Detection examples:
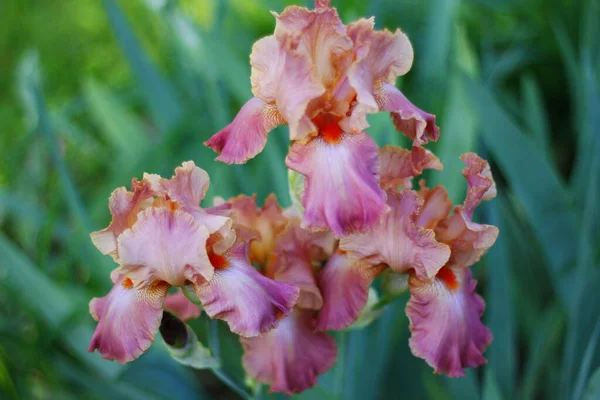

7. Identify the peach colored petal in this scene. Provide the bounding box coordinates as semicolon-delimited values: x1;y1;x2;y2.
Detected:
117;207;214;286
195;243;298;337
90;178;154;261
406;267;492;377
204;97;285;164
379;145;443;190
88;276;169;364
375;83;440;146
275;6;352;90
415;185;452;229
250;34;325;141
340;189;450;280
316;252;385;331
164;291;202;321
228;194;287;266
435;153;499;268
285;132;387;237
240;310;337;396
340;18;413;132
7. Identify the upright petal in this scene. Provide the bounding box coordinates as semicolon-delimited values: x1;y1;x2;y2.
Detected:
266;221;333;310
275;6;352;90
90;178;154;261
164;291;202;321
375;83;440;146
228;194;287;266
241;310;337;396
286;132;387;237
250;33;325;141
195;243;298;337
340;189;450;280
88;276;169;364
406;267;492;377
341;19;413;130
316;251;385;331
117;207;214;286
379;145;443;190
204;97;285;164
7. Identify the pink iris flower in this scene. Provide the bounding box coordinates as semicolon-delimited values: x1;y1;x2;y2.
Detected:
89;162;298;363
205;0;439;237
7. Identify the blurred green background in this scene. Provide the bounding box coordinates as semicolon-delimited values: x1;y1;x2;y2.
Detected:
0;0;600;400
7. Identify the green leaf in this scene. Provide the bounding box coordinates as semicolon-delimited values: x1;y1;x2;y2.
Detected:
463;77;579;304
102;0;183;133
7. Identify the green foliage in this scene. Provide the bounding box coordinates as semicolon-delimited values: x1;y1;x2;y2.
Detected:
0;0;600;400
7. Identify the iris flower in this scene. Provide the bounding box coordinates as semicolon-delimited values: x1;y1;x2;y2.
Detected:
205;0;439;237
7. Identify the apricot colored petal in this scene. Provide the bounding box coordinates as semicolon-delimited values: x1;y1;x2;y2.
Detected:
340;189;450;280
118;207;214;286
195;243;298;337
316;252;385;331
90;179;154;261
88;276;169;364
379;145;443;190
375;83;440;146
164;291;202;321
286;132;387;237
240;310;337;396
406;267;492;377
204;97;285;164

Task objective
Count the lines in the rows above that contain the string "colored". Give only the number.

Written response
2